In some sources, Shashanka is described as a tribal leader of Bengal. Shashanka's name appears in multiple forms, including Śaśānka and Śaśānka-deva. The name is derived from Sanskrit, as another name for the Moon. Śaśānka-deva therefore loosely translates to "moon god".

The Hindu god Shiva bears the epithet Shashankasekhara, meaning, "he who bears the moon". The Chinese monk Xuanzang's writings, he is mentioned as She-Shang-Kia.. In Sinha's Dynastic History of Magadha, the names 'Śaśānka' and 'Soma' are used interchangeably. Some historians believe that Shashanka began his career as a feudatory chief (maha samanta) under Mahasenagupta, of the Later Gupta Dynasty. And that after the death of Mahasenagupta, Shashanka drove the later Guptas and other prominent nobles out of the region and established his own kingdom with his capital at Karnasubarna. Other historians like Sailendra Nath Sen is of the opinion that Mahasenagupta - already under pressure from the Maukharis (for failing to provide adequate protection) - wouldn't have knowingly appointed Shashanka to such an important position. Middleton (2015) argues in a similar vein that Shashanka served as maha samanta to a Gauda king, possibly Jayanaga. Whether Shashanka was a feudatory under the Maukharis or the Guptas is not known. But he ruled from Karnasuvarna. According to Bana, he was the king of Gauda and was addressed as Maharajadhiraja (king of great kings).Following his death, Shashanka was succeeded by his son, Manava, who ruled the kingdom for eight months. However Gauda was soon divided amongst Harshavardhana and Bhaskarvarmana of Kamarupa, the latter even managing to conquer Karnasuvarna.

## SUPPLIED RECORDS
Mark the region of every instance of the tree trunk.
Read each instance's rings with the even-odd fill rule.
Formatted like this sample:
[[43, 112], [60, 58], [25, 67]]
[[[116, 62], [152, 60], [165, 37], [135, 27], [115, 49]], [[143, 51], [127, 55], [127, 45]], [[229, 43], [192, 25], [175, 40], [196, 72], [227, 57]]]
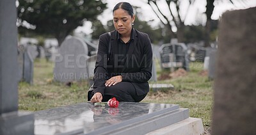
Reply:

## WORK ORDER 1
Answer these questions using the passage on Shashanka.
(a) What is the name Śaśānka another name for in Sanskrit?
(b) Who succeeded Shashanka, and for how long did he rule?
(c) According to Bana, what title was Shashanka addressed by?
## WORK ORDER 2
Pick up the passage on Shashanka after its last sentence and write on in the same style.
The data comes from a different source than the text about Shashanka.

## ANSWER SPACE 1
(a) The Moon.
(b) His son, Manava, who ruled for eight months.
(c) Maharajadhiraja (king of great kings).

## ANSWER SPACE 2
Evidence is inconsistent regarding links of Gauda with the Rarh region. While Krishna Mishra (11th or 12th century), in his Prabodha-chandrodaya, mentions that Gauda Rashtra includes Rarh (or Rarhpuri) and Bhurishreshthika, identified with Bhurshut, in Hooghly and Howrah districts, the Managoli inscription of the Yadava king Jaitugi I distinguishes Lala (Rarh) from Gaula (Gauda).

According to Jain writers of the thirteenth and fourteenth centuries, Gauda included Lakshmanavati in present-day Malda district.

The Pala emperors were referred to as Vangapati (Lord of Vanga) and Gaudesvara (Lord of Gauda). Sena kings also called themselves Gaudesvara. From then Gauda and Vanga seem to be interchangeable names for the whole of Bengal. Even, In the early 12th-century Sanskrit text Manasollasa, the name Gaudavangala was mentioned to denote the whole Bengal region.